▶ _TO DO_:
Would you copy all lines in the data that contain the word "photo"?

********************

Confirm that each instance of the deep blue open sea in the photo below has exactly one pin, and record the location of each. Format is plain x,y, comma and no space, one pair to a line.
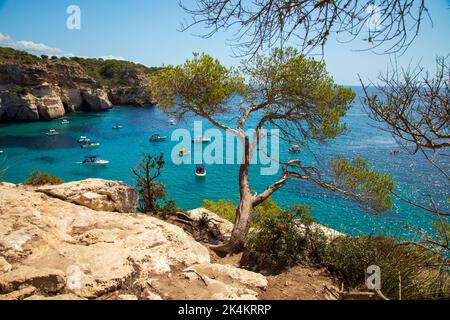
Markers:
26,147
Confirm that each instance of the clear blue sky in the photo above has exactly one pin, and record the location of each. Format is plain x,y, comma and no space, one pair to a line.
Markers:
145,31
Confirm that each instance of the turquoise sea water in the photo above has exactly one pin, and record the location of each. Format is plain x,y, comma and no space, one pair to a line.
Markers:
26,147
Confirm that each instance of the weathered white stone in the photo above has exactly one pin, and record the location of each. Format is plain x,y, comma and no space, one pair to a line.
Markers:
59,247
96,194
225,227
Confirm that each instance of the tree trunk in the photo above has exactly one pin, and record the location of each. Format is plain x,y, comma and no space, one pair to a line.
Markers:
242,223
244,209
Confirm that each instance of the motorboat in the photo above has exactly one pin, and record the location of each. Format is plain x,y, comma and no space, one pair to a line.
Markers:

********************

▶ _ANSWER SPACE_:
Confirm that each instance of the deep blue open sea in the photo below has exactly one pin, and record the location of each. Format is plain x,y, comma and no space, one pair to a line.
Confirm that each instance of the clear blue sky in the photo above has exactly one pin, and record the location of each. Format is plain x,y, comma and no space, one pair to a line.
Confirm that each instance of the turquoise sea water in the photo above has exactly one pin, and record the location of each. Format is plain x,y, comma and no space, one pair to a line.
Confirm that each instance of the weathered white stone in the photo above has exactly one pin, and record the location of each. Format is plain x,y, comma and no space, one pair to a line.
Confirm that each instance of the tree trunk in the photo above has exactly one pin, and record the location of each. Format is plain x,y, comma and no space, one pair to a line.
Confirm that each instance of the motorboat in the photo above has exactly one pin, and record the location of each. Format is plain x,y, comma and no space, one pair to a line.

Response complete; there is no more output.